Werk een stuk uit de tekst over het licht van zon en sterren bij: schrijf het over vanaf de woorden "Dat echter het" tot en met "één enkel licht.", met "zaal" in plaats van "kamer".
#### TEKST OM TE LEZEN
De aardse-atmosfeer en haar neerslag
ontvangen door Jakob Lorber op 03-02-1847
hoofdstuk
23
(1) Dat de zon begrijpelijkerwijs slechts
degene is die het licht ondersteunt, maar niet degene die het licht eigenlijk zelf
schenkt, is gemakkelijk te verklaren uit het feit dat de zon van te voren het
licht uit de talloze zonnen op haar glanzende oppervlakte opneemt en het dan
als een verenigd licht in de wijde etherruimte uitstraalt. Dit uitgezonden,
verenigde licht van de vele sterren ontmoet overal ook die lichtstralen, die
direct van de sterren op de aarde vallen, verenigt zich dan met deze
lichtstralen en valt dan samen met hen op aarde. Daaruit bestaat de
ondersteuning, want het zonlicht alleen zou heel zwak zijn, als het licht van
de sterren niet met haar samenwerkte. Ook zou het licht van de maan alleen erg
bleekjes zijn, als het niet door het zonlicht werd ondersteund, zoals dit op
zijn beurt door het sterrenlicht wordt ondersteund.
(2)
Dat echter het ene licht het andere ondersteunen kan, wordt bewezen door
verschillende in een kamer aangestoken lichten, die toch duidelijk meer licht
verspreiden dan één enkel licht.
########
#### GETOONDE REGELS
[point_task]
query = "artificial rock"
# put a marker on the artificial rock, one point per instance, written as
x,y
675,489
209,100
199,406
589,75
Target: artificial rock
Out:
########
### UITWERKING
Dat echter het ene licht het andere ondersteunen kan, wordt bewezen door
verschillende in een zaal aangestoken lichten, die toch duidelijk meer licht
verspreiden dan één enkel licht.